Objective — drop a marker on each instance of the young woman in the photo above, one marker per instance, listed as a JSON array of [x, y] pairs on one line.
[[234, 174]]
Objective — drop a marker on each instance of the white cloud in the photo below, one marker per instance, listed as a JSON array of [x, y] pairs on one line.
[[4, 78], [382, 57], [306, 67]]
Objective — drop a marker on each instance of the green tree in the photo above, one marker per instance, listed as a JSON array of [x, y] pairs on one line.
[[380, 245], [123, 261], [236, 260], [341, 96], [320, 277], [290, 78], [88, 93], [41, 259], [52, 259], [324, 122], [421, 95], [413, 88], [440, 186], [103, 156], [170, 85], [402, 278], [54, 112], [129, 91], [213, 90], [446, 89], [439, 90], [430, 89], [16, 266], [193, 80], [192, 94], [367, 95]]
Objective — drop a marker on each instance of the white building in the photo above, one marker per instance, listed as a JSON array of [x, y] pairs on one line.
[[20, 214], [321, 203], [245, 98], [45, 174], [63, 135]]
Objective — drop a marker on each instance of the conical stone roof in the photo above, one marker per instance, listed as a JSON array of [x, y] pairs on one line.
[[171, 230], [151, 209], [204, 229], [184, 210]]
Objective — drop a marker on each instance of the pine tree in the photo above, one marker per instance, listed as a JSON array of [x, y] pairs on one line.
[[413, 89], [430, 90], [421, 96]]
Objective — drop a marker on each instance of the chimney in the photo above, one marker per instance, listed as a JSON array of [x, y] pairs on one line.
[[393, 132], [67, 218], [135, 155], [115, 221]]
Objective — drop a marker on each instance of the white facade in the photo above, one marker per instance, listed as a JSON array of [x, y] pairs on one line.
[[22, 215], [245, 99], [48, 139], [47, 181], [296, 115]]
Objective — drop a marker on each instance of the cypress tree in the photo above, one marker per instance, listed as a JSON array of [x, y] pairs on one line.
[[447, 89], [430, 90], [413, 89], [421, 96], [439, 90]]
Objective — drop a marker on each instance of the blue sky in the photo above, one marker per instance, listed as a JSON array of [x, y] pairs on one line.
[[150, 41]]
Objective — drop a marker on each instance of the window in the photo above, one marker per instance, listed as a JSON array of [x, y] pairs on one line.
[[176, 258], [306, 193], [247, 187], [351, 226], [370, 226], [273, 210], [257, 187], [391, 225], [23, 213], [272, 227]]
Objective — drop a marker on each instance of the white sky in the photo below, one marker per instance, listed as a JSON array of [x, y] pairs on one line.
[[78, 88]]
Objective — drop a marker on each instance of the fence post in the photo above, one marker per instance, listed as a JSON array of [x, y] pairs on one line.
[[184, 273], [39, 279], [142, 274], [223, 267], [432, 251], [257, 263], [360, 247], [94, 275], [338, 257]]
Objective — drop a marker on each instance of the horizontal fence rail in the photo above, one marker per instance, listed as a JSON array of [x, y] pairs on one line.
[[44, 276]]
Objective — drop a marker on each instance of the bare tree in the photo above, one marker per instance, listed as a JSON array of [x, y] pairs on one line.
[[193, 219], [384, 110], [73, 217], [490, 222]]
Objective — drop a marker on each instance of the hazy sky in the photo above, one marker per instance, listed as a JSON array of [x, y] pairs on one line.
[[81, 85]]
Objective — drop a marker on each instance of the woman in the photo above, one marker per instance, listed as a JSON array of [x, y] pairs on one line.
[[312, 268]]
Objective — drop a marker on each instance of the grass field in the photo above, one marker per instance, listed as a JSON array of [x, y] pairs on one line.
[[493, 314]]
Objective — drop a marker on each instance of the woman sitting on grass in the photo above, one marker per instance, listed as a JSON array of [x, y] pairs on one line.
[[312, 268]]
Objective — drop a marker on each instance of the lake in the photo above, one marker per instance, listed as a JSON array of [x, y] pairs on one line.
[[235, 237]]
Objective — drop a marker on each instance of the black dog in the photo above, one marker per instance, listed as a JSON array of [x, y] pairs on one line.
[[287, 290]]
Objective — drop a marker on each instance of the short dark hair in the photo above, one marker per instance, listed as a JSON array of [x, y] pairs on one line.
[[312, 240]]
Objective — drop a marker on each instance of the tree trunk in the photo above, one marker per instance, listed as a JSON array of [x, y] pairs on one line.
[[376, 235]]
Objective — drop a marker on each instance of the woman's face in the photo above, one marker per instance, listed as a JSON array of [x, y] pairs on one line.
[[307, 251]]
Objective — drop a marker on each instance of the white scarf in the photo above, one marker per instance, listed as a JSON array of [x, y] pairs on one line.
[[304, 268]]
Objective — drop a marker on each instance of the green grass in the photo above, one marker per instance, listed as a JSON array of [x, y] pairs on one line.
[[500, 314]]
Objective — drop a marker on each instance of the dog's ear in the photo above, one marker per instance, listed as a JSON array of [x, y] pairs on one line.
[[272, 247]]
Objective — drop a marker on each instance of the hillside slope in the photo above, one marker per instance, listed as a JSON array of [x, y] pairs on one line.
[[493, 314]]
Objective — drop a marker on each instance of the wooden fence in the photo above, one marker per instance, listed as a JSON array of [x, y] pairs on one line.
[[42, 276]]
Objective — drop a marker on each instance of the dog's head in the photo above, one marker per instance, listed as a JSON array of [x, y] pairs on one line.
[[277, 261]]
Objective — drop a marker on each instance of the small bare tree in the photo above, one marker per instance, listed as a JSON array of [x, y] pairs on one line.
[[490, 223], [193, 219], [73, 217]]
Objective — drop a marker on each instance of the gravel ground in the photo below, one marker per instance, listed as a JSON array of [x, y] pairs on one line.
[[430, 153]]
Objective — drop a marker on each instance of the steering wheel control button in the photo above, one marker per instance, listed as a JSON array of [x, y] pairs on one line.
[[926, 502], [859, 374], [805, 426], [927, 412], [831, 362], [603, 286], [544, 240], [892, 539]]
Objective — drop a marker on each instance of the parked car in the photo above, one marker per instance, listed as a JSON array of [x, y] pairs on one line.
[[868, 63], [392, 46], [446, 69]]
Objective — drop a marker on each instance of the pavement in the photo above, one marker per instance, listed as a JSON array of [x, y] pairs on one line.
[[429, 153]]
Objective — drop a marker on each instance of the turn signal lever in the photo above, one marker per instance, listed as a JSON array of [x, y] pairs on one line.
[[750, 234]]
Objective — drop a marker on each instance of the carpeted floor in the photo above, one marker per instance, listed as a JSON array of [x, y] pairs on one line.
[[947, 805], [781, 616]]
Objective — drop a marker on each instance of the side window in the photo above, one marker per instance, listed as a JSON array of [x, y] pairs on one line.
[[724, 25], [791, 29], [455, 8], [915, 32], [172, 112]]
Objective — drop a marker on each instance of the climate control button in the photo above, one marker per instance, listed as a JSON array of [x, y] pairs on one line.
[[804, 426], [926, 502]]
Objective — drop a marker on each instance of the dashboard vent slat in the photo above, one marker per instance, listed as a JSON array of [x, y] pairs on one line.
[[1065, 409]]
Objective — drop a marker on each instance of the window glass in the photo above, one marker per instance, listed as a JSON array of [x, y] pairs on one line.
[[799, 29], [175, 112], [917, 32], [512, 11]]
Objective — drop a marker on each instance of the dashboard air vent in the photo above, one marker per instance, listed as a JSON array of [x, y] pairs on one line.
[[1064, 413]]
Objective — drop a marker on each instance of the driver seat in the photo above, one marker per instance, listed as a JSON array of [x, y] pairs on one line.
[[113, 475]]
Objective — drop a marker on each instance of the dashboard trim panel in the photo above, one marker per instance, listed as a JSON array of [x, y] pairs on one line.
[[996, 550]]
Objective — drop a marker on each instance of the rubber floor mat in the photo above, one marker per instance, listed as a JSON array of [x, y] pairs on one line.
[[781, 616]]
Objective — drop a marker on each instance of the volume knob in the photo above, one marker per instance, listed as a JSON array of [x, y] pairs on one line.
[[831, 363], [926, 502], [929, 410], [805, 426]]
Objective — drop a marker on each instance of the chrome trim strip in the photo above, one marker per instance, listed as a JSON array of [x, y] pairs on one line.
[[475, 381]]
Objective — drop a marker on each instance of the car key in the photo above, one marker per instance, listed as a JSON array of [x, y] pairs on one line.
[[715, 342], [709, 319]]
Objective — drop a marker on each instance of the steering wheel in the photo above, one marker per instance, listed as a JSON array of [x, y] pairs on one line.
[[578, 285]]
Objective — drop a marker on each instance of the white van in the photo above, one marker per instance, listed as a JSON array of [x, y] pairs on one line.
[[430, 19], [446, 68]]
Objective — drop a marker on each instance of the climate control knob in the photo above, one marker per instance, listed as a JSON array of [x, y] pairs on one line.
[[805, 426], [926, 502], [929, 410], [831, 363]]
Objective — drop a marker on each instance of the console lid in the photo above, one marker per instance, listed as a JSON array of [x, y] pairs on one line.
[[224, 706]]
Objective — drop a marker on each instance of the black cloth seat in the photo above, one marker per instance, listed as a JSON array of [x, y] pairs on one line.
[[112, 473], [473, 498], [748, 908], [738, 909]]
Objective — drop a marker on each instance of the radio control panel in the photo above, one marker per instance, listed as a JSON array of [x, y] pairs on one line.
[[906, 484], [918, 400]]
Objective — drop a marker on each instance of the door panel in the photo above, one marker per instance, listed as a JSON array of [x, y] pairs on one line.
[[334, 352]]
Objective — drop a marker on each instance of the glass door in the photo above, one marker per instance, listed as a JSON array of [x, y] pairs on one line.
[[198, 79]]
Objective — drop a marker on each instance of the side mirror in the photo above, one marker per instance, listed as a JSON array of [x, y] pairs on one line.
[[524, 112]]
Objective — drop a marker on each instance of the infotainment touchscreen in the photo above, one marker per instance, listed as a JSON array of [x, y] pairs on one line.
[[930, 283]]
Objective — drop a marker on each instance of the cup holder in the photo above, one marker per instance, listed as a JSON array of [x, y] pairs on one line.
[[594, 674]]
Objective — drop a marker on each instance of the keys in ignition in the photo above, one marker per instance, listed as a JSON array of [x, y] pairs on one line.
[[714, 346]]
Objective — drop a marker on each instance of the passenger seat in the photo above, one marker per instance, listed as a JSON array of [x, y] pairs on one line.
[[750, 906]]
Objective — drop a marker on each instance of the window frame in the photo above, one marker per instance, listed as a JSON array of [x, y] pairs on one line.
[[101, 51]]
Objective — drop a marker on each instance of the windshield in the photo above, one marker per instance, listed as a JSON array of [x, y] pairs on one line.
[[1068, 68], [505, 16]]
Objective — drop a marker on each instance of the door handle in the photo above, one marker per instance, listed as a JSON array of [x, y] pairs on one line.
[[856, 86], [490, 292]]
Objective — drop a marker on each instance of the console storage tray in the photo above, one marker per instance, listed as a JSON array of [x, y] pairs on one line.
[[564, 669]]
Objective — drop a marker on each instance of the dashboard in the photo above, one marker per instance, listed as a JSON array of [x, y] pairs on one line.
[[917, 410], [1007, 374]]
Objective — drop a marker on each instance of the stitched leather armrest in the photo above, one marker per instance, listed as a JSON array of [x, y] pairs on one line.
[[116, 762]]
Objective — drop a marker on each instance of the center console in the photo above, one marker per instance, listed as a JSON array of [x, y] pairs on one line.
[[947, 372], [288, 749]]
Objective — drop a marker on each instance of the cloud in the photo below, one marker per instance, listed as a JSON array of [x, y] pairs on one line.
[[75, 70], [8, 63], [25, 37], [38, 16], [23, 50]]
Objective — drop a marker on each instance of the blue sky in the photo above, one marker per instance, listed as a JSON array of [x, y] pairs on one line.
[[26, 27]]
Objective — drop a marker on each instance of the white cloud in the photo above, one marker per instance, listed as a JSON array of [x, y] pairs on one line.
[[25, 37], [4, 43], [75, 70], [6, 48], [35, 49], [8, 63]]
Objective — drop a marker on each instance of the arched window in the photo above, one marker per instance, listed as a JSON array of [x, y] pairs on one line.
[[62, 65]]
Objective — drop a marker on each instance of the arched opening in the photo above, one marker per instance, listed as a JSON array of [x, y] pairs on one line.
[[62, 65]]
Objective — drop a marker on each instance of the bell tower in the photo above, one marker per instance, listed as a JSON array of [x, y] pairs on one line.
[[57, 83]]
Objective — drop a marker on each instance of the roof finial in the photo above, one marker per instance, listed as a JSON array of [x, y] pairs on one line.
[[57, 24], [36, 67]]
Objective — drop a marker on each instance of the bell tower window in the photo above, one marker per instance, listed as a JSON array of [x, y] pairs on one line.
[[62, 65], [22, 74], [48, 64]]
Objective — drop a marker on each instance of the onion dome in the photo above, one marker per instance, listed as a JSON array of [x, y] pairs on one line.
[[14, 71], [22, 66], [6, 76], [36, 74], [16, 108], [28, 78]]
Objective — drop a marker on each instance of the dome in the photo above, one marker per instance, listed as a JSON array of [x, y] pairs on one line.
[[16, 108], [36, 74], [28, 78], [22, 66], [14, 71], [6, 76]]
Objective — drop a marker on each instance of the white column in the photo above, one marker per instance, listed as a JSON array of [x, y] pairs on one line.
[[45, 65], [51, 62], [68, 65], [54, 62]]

______

Exercise objective – When you reach the line that holds "the arched opening", please copy it and every line after it through the end of the listing, exactly and with no other lines.

Answer for the task –
Objective — drop a marker on each instance of the arched opening in the photo above, one marker per instance, listed as a JSON array of [x, y] pairs on one line.
[[62, 65]]
Objective — drop a marker on each instance of the bell tower in the photo above, one marker per instance, listed as a JSON array of [x, y] pairs on one line.
[[57, 83]]
Objective — drop a marker on each instance of the roof finial in the photo above, one marker per instance, listed as a JSON array of [x, y] pairs on one line.
[[57, 24], [36, 67]]
Objective — drop a marker on each instance of the bell tower window in the photo above, one marker per instance, listed as a JSON array of [x, y] pairs on one line.
[[62, 65], [22, 74], [48, 64]]
Objective — drop a marker on each instance of the onion dome in the photo above, one marker per instance, listed as a JSON array of [x, y] pairs on one line.
[[14, 71], [22, 66], [6, 76], [36, 74], [16, 108], [28, 78]]
Objective — drop a marker on each instance of the dome in the photo above, one marker per instance, listed as a JSON array of [x, y] pairs on one line.
[[16, 108], [36, 74], [28, 78], [22, 66], [14, 71], [6, 76]]
Objective — drop a marker on each instance of the white column in the photo above, one marker per instance, listed as a JSON array of [x, y] pairs on one line.
[[45, 65], [51, 62], [68, 65], [54, 62]]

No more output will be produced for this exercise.